* Work to be completed
From the line with "Would you be able to pin the window" through the end of the records, write out every line again, keeping each one as is except that you shift every x and y coordinate by adding 51 to it.

* Data in this exercise
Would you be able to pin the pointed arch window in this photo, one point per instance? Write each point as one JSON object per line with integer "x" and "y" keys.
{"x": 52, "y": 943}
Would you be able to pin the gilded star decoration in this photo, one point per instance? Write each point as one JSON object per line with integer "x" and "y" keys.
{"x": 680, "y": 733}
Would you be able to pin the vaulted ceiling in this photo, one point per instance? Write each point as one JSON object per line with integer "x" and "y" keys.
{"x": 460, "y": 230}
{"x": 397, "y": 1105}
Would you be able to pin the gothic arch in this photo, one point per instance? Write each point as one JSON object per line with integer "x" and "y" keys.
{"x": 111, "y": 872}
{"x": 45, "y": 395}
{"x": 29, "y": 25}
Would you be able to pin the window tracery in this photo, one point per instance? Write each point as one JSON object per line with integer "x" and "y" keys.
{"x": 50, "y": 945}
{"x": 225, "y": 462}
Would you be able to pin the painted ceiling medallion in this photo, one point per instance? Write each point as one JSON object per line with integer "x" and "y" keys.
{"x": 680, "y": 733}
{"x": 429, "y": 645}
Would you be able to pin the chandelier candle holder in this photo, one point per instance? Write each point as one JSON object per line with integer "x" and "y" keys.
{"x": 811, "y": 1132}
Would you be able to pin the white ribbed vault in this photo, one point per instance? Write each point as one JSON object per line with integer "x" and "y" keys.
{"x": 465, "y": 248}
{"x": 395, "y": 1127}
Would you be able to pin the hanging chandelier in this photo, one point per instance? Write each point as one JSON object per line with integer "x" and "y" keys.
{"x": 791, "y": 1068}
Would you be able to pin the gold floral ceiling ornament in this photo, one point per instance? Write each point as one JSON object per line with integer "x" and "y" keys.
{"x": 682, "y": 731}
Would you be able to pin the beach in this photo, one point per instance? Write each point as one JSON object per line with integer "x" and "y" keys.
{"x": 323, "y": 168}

* Expected output
Would you be able to pin the window tracery in this photo, one point per instance? Write each point as one JSON object per line with integer "x" and "y" keys.
{"x": 101, "y": 996}
{"x": 276, "y": 513}
Would you be able to pin the painted ceiling medallion in this photo, one point per instance? Write each point as one JSON object per line with integer "x" and "y" keys.
{"x": 731, "y": 784}
{"x": 480, "y": 696}
Would you be able to pin the chandelier candle holder in this photo, one point per instance? Write each point as one JSON object per line with integer "x" and "y" keys.
{"x": 862, "y": 1183}
Would you be able to pin the white ribbed vault in this photo, one point per instance? Write each point as one JSON object per line with integer "x" and "y" keys.
{"x": 516, "y": 299}
{"x": 446, "y": 1178}
Would you be able to pin the hanging chandelier in this photo, one point per instance? Write each point as one JSON object per line with integer "x" and "y" keys.
{"x": 842, "y": 1119}
Would you be able to pin the gold floral ceiling ornament in this photo, one point per instance? Write each point as one JSON object per line with integer "x" and "y" keys.
{"x": 733, "y": 782}
Would you be able to pin the beach in this photo, one point per instance? Write each point as one JSON object per line with integer "x" and "y" keys.
{"x": 374, "y": 219}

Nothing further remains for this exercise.